━━━━━ Text segment

When I first arrived, nervous despite knowing the audience was supportive, there were six of us. It was understandable. People are afraid of being out at school. Oh well, I figured, they tried. I keep thinking this sort of thing is long, long past due--that it's absurd we should even still need to be addressing these issues--but perhaps it must remain a dream for the future. What a pity, I thought, with all the lovely decorations on the tables of the hosting elementary school, food provided for up to sixty people, and a real chance at making the world a better place unrealized...
An hour later, it was standing room only. My principal had injured herself that day and could not be there to lend support or to see how well her efforts had been received; but my young adult daughter and her boyfriend were in attendance, along with the superintendent of our district (sixth largest in the nation), the hosting school's town mayor, liaisons from organizations representing sexual minorities, several school board members, and school personnel from paraprofessionals to principals. Estimates put the crowd at over 140.
Thrilled to be part of this effort, I had written a speech, but was asked last minute to trim it down considerably due to time constraints. Since I was one of the last speakers, editing was made simple, as earlier speakers voiced much of what I had to say. One school board member moved me and many others by saying that she worked very closely with many religious leaders, and was there to offer an apology. To paraphrase, she said that religion was supposed to be in the love and comfort business, and was coming to recognize that sexual minorities had been failed on that count.
After the ceremonies, a fellow teacher best summed up my sentiments in saying he didn't realize how much he had needed to hear those words until he did. It gave me pause to reflect that true equality and respect for all cannot be a divisive issue of us vs. them, whether the anger is directed at sexual minorities or the groups sexual minorities have come to see as the enemy, such as the religious and political right; but through communication and understanding.
Several people asked me to post what I had written in its entirety here, and I'm happy to oblige:
The Gay Agenda
For those of you who did not receive a copy of the gay agenda, it reads as follows:
For those of you who did not receive a copy of the gay agenda, it reads as follows:
7 p.m.: Total global domination.
8 p.m.: Celebratory vegan potluck supper.
We do have an agenda in public schools, of a different sort. I found the school board’s mission statement online. I won’t read all of it, but it includes being committed to ensuring that all students receive a quality education, within a safe and secure learning environment, all students being treated with respect and dignity, basing all decisions on what is best for student needs, and the promotion of diversity so that isolation of specific groups is avoided and the full benefits of integration are achieved. It goes on to require equitable resources, and teacher training to develop interpersonal skills to work with diverse backgrounds.
At some point, we realized that whatever group we’re discussing, it is vitally important to actively promote that the minority is not only not bad, but good. We figured out that genuine representations of diverse groups of people have real and lasting effects on both the minority and majority that can help overcome oppression and inequities.
I took online ESOL courses that challenged me to learn about cultural differences, and to be sensitive to the need for inclusivity so that all of our students have their social needs met in an effort to form a solid foundation to build upon to address their academic needs.

━━━━━━━━━━
━━━━━ Dataset records

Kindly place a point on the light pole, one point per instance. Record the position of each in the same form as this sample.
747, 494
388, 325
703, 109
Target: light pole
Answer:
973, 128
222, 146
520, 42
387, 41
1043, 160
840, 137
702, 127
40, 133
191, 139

━━━━━━━━━━

### What to work on:
1. What was the estimated size of the crowd in the account of the school event?
2. Please continue the account of the school event from its last sentence.

### Per-task answers:
1. Over 140.

2.
I was asked to respond to essay prompts on practical considerations that would achieve those goals. Based on the information provided in the courses, the answers were clear. We need texts that are representative of diversity in our classrooms, bulletin board displays, posters, multicultural fairs, language and practices that affirm the inherent worth and dignity of all of our students…
Unfortunately, we really dropped the ball when it comes to sexual minorities. Somehow, that has always been seen as “different.” Over the years, the conversation has been about whether or not it is reasonable for adults to impose their values on impressionable young children, a convenient diversionary tactic to draw attention away from the fact that “those people” who want inclusion and representation of sexual minorities were ourselves once children in schools, and that we continue to send the message to our students, especially our younger students, that their identities are so repulsive, they cannot even be mentioned.
Many high schools offer gay/straight alliances, but by then, the damage has already been done. We do not wait until high school to celebrate diversity on any other score. That bothers some families, because prejudices still abound, but we do it anyway because we know scientifically and historically that there are real effects to sins of omission that reinforce the notion of a desirable majority and undesirable minority.
There are parents who actively teach against many of the messages of diversity we send to our students. When we are confronted by demands to perpetuate their bigotry in our schools by parents who only want their views on race, religion, color, ethnicity or gender represented, we stand strong and respond that we do not cater to prejudice here.
Yet, despite the fact that there are teachers and families representing sexual minorities in our schools, and children in our classrooms who are themselves sexual minorities, here we cower and tacitly lend credence that this is different. That’s the argument that is always used to justify prejudices: that prejudices of the past that we now reflect upon shamefully were obviously wrong in retrospect, but that this time it’s different because these people are different in a way that really is unacceptable.
Religion has always been used as a weapon: to defend slavery, to defend the mistreatment and oppression of women…until, with the passage of time, outrage against minorities seeking equality turns to shame that the beauty in religions was ever so misinterpreted and twisted to have been used to cast aspersions and allow second-class treatment of our fellow human beings.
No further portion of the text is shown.